Start of PASSAGE PROVIDED

In areas with decreasing precipitation as predicted by the climate models, soil moisture may be substantially reduced.[6] With this in mind, agriculture in most areas needs irrigation already, which depletes fresh water supplies both by the physical use of the water and the degradation agriculture causes to the water. Irrigation increases salt and nutrient content in areas that wouldn’t normally be impacted, and damages streams and rivers from damming and removal of water. Fertilizer enters both human and livestock waste streams that eventually enter groundwater, while nitrogen, phosphorus, and other chemicals from fertilizer can acidify both soils and water. Certain agricultural demands may increase more than others with an increasingly wealthier global population, and meat is one commodity expected to double global food demand by 2050,[10] which directly affects the global supply of fresh water. Cows need water to drink, more if the temperature is high and humidity is low, and more if the production system the cow is in is extensive, since finding food takes more effort. Water is needed in processing of the meat, and also in the production of feed for the livestock. Manure can contaminate bodies of freshwater, and slaughterhouses, depending on how well they are managed, contribute waste such as blood, fat, hair, and other bodily contents to supplies of fresh water.[13]
The transfer of water from agricultural to urban and suburban use raises concerns about agricultural sustainability, rural socioeconomic decline, food security, an increased carbon footprint from imported food, and decreased foreign trade balance.[9] The depletion of fresh water, as applied to more specific and populated areas, increases fresh water scarcity among the population and also makes populations susceptible to economic, social, and political conflict in a number of ways; rising sea levels forces migration from coastal areas to other areas farther inland, pushing populations closer together breaching borders and other geographical patterns, and agricultural surpluses and deficits from the availability of water induce trade problems and economies of certain areas.[8]
The issue of the depletion of fresh water can be met by increased efforts in water management.[4] While water management systems are often flexible, adaptation to new hydrologic conditions may be very costly.[6] Preventative approaches are necessary to avoid high costs of inefficiency and the need for rehabilitation of water supplies,[4] and innovations to decrease overall demand may be important in planning water sustainability.[9]
Water supply systems, as they exist now, were based on the assumptions of the current climate, and built to accommodate existing river flows and flood frequencies. Reservoirs are operated based on past hydrologic records, and irrigation systems on historical temperature, water availability, and crop water requirements; these may not be a reliable guide to the future. Re-examining engineering designs, operations, optimizations, and planning, as well as re-evaluating legal, technical, and economic approaches to manage water resources are very important for the future of water management in response to water degradation. Another approach is water privatization; despite its economic and cultural impacts, service quality and overall quality of the water can be more easily controlled and distributed. Rationality and sustainability is appropriate, and requires limits to overexploitation and pollution, and efforts in conservation[4].

End of PASSAGE PROVIDED

§ **BRIEF**:
In the freshwater depletion passage, which commodity is expected to double global food demand by 2050? Rely only on the freshwater depletion passage.

Start of DATA UNDER STUDY

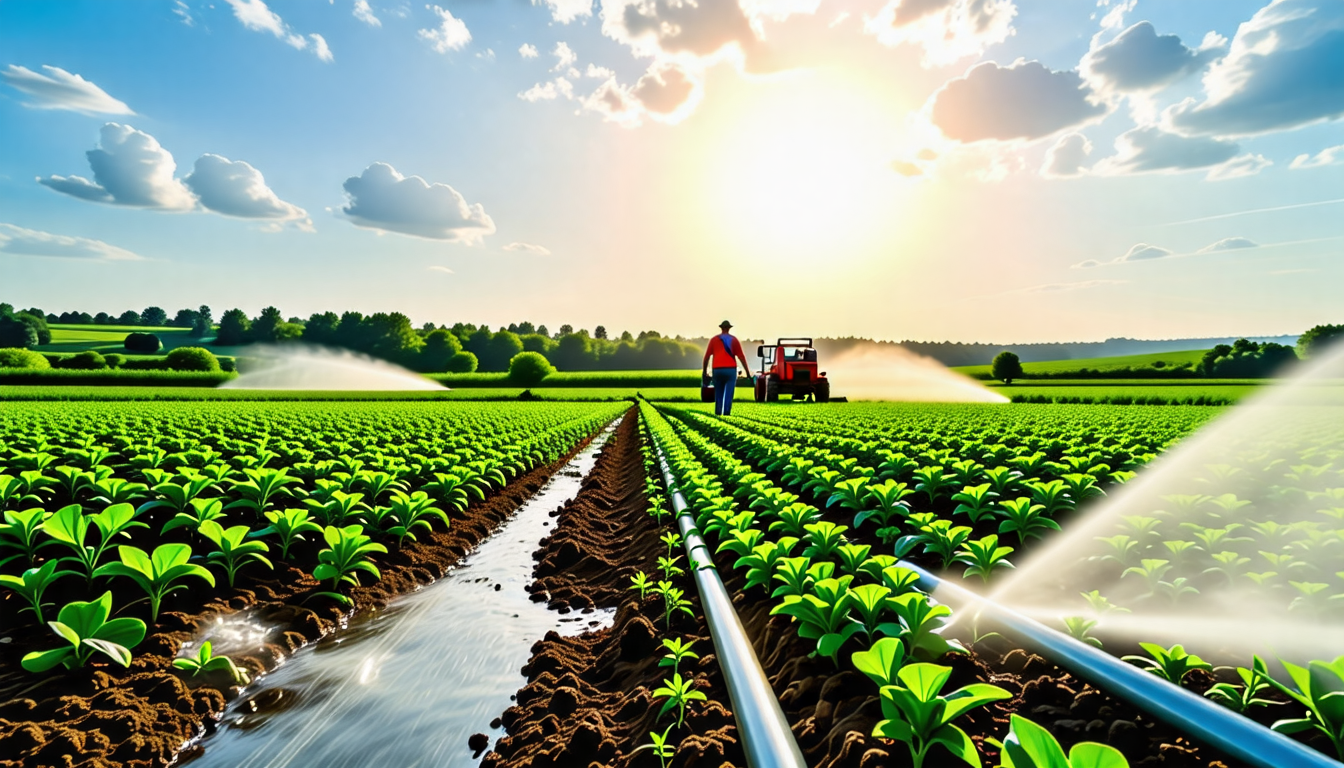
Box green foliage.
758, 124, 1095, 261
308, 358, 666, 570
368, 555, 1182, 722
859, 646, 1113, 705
22, 592, 145, 673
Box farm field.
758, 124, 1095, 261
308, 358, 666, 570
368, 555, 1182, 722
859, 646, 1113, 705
0, 387, 1341, 768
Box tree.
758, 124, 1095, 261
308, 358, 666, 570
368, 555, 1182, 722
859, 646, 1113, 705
1297, 325, 1344, 358
140, 307, 168, 327
508, 352, 555, 386
981, 350, 1021, 385
215, 308, 251, 347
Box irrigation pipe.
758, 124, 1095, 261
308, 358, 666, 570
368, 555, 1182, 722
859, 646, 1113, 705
649, 429, 808, 768
899, 561, 1340, 768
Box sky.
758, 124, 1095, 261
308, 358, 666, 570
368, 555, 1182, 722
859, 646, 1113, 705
0, 0, 1344, 343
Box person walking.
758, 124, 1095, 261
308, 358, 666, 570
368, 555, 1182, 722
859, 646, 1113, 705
700, 320, 751, 416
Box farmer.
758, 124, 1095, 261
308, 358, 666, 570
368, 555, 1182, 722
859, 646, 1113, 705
700, 320, 751, 416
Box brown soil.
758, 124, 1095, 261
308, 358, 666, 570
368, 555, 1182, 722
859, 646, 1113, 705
0, 419, 615, 768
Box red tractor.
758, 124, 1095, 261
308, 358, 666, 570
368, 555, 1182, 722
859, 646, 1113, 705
755, 339, 831, 402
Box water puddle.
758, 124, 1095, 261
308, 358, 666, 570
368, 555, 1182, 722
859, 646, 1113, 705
181, 424, 616, 768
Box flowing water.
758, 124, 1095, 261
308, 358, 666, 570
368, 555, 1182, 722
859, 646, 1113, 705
183, 425, 614, 768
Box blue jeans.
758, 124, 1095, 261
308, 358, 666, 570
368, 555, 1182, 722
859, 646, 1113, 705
714, 367, 738, 416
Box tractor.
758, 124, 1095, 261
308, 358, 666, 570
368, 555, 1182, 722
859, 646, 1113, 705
755, 339, 831, 402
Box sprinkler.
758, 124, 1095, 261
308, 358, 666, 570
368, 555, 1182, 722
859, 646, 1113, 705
898, 561, 1340, 768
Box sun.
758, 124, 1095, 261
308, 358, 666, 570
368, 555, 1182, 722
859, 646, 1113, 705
703, 75, 911, 261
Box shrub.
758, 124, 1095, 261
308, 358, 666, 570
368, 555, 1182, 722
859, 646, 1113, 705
0, 347, 51, 371
448, 352, 477, 374
56, 350, 108, 371
508, 352, 555, 386
122, 332, 164, 355
164, 347, 220, 373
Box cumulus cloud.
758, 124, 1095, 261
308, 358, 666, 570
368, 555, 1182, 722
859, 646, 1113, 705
0, 65, 134, 114
419, 5, 472, 54
38, 122, 196, 211
1195, 237, 1259, 253
1289, 144, 1344, 171
1167, 0, 1344, 136
355, 0, 383, 27
341, 163, 495, 243
1093, 125, 1238, 175
0, 223, 144, 261
226, 0, 333, 62
532, 0, 593, 24
1079, 22, 1226, 93
1040, 133, 1091, 179
504, 242, 551, 256
929, 59, 1109, 143
864, 0, 1017, 67
582, 62, 703, 128
183, 155, 310, 223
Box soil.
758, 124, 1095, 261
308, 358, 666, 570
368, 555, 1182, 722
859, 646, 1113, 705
0, 419, 612, 768
482, 420, 1268, 768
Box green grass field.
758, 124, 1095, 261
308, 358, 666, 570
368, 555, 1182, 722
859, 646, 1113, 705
952, 350, 1206, 378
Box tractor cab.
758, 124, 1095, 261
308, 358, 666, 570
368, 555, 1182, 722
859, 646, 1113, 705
755, 338, 831, 402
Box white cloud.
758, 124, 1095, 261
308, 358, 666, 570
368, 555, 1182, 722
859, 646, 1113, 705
1093, 125, 1238, 175
1079, 22, 1226, 93
0, 223, 144, 261
1040, 133, 1091, 179
583, 62, 703, 128
0, 65, 134, 114
183, 155, 310, 226
929, 59, 1109, 143
532, 0, 593, 24
1289, 144, 1344, 171
504, 242, 551, 256
224, 0, 333, 62
353, 0, 383, 27
1167, 0, 1344, 136
341, 163, 495, 243
1204, 155, 1274, 182
864, 0, 1017, 67
551, 40, 579, 73
419, 5, 472, 54
38, 122, 196, 211
1195, 237, 1259, 253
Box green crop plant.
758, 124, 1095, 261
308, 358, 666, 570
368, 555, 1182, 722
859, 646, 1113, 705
659, 638, 700, 674
200, 521, 276, 586
313, 525, 387, 605
0, 560, 79, 624
1204, 656, 1279, 714
172, 640, 251, 686
0, 508, 58, 568
251, 508, 323, 560
94, 543, 215, 623
1121, 643, 1214, 685
872, 663, 1012, 768
952, 483, 999, 523
653, 673, 708, 728
849, 638, 906, 689
20, 592, 145, 673
42, 504, 149, 585
986, 714, 1129, 768
1269, 656, 1344, 760
999, 496, 1059, 543
953, 534, 1013, 582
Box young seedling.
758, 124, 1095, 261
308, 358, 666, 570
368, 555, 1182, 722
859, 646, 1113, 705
172, 640, 251, 686
653, 673, 708, 728
22, 592, 145, 673
872, 663, 1012, 768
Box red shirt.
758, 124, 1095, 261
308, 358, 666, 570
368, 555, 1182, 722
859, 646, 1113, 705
708, 334, 746, 369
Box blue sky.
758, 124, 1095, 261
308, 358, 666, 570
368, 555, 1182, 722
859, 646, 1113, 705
0, 0, 1344, 342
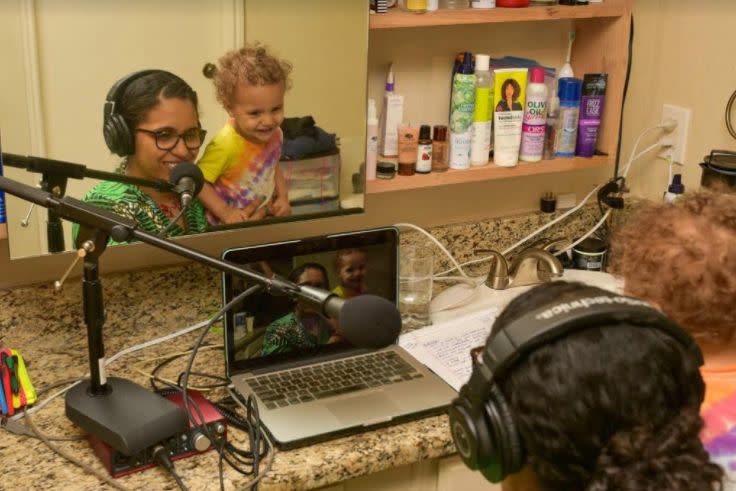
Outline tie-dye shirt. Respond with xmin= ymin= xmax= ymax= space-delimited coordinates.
xmin=198 ymin=120 xmax=284 ymax=225
xmin=701 ymin=366 xmax=736 ymax=491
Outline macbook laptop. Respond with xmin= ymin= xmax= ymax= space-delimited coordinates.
xmin=223 ymin=227 xmax=457 ymax=448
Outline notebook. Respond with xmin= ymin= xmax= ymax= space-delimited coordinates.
xmin=222 ymin=227 xmax=457 ymax=449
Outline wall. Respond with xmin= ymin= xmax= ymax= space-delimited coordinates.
xmin=622 ymin=0 xmax=736 ymax=200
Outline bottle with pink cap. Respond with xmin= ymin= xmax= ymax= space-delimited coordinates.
xmin=519 ymin=66 xmax=547 ymax=162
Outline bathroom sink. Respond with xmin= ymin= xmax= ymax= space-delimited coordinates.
xmin=430 ymin=269 xmax=623 ymax=324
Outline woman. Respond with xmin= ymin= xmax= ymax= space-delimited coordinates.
xmin=480 ymin=281 xmax=722 ymax=491
xmin=611 ymin=191 xmax=736 ymax=490
xmin=73 ymin=70 xmax=207 ymax=241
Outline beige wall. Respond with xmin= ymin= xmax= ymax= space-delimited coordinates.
xmin=621 ymin=0 xmax=736 ymax=199
xmin=0 ymin=0 xmax=736 ymax=287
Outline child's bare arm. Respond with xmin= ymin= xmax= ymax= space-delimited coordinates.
xmin=269 ymin=164 xmax=291 ymax=217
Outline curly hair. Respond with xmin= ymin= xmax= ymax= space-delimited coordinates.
xmin=610 ymin=191 xmax=736 ymax=343
xmin=493 ymin=282 xmax=723 ymax=491
xmin=203 ymin=44 xmax=292 ymax=108
xmin=501 ymin=78 xmax=521 ymax=101
xmin=115 ymin=70 xmax=199 ymax=128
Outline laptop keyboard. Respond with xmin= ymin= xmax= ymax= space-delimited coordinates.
xmin=245 ymin=351 xmax=423 ymax=409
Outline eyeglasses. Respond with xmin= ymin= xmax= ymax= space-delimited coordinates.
xmin=135 ymin=128 xmax=207 ymax=151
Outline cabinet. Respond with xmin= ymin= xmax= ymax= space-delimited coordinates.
xmin=367 ymin=0 xmax=633 ymax=194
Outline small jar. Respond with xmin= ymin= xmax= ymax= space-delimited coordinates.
xmin=399 ymin=0 xmax=427 ymax=14
xmin=376 ymin=161 xmax=396 ymax=179
xmin=432 ymin=125 xmax=450 ymax=172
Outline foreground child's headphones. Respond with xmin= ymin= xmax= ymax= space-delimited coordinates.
xmin=102 ymin=70 xmax=193 ymax=157
xmin=450 ymin=287 xmax=703 ymax=482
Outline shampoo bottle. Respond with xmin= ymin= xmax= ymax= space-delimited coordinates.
xmin=365 ymin=99 xmax=378 ymax=181
xmin=470 ymin=55 xmax=493 ymax=165
xmin=519 ymin=67 xmax=547 ymax=162
xmin=450 ymin=52 xmax=475 ymax=169
xmin=379 ymin=65 xmax=404 ymax=157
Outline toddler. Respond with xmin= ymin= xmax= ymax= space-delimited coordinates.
xmin=198 ymin=45 xmax=291 ymax=225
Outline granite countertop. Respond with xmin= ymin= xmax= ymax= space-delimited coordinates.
xmin=0 ymin=210 xmax=595 ymax=490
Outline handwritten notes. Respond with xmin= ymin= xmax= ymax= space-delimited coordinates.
xmin=399 ymin=307 xmax=498 ymax=391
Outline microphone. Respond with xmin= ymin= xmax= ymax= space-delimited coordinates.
xmin=295 ymin=285 xmax=401 ymax=349
xmin=169 ymin=162 xmax=204 ymax=208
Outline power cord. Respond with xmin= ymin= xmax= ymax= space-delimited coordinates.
xmin=153 ymin=445 xmax=189 ymax=491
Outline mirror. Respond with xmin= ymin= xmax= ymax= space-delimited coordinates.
xmin=0 ymin=0 xmax=368 ymax=259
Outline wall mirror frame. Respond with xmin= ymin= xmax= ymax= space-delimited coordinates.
xmin=0 ymin=0 xmax=368 ymax=276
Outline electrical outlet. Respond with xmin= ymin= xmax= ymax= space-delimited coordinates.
xmin=659 ymin=104 xmax=690 ymax=164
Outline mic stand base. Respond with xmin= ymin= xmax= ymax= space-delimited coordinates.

End of DATA UNDER STUDY

§ **EXERCISE OUTPUT**:
Meat.